>> start

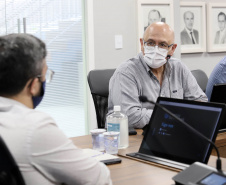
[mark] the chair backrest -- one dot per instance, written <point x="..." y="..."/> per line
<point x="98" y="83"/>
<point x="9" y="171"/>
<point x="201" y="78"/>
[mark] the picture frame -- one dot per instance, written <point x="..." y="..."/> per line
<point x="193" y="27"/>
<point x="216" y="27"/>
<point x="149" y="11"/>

>> end
>> start

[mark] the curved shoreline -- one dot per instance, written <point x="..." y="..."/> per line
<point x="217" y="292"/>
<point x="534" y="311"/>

>> end
>> start

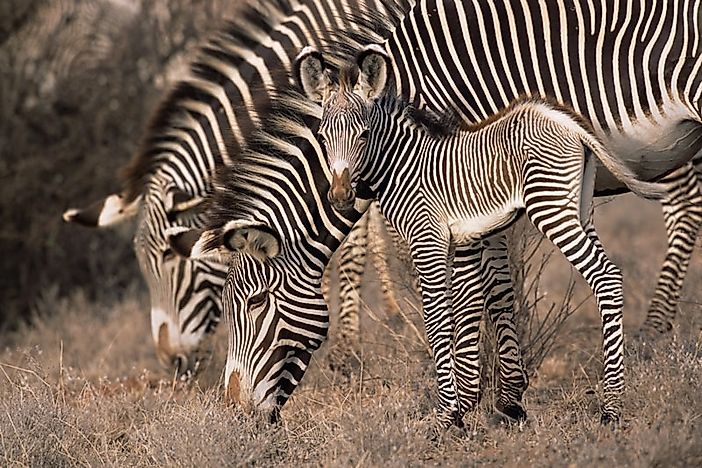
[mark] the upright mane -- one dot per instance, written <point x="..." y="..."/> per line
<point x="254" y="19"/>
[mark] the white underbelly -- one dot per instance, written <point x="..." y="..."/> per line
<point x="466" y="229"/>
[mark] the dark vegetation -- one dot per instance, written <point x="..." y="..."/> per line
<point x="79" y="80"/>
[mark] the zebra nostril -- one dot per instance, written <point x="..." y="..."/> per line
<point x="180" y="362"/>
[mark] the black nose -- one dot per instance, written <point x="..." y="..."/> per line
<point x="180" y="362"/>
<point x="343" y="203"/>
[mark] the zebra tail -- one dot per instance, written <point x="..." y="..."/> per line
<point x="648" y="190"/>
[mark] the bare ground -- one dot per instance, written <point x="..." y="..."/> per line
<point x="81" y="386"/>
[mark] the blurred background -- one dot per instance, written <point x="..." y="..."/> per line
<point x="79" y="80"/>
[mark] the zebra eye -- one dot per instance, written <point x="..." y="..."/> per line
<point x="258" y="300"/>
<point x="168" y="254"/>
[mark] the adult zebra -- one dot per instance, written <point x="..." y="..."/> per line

>> end

Stated goal ▸
Copy everything in the entries above, from the line containing "[mark] the zebra eye" down to the line containing "[mark] the adult", with both of those lines included and every line unchanged.

Answer ▸
[mark] the zebra eye -- one dot per instance, written <point x="..." y="..."/> per line
<point x="258" y="300"/>
<point x="168" y="254"/>
[mark] the adult zebra -- one dot per instance, written <point x="..." y="..."/> per line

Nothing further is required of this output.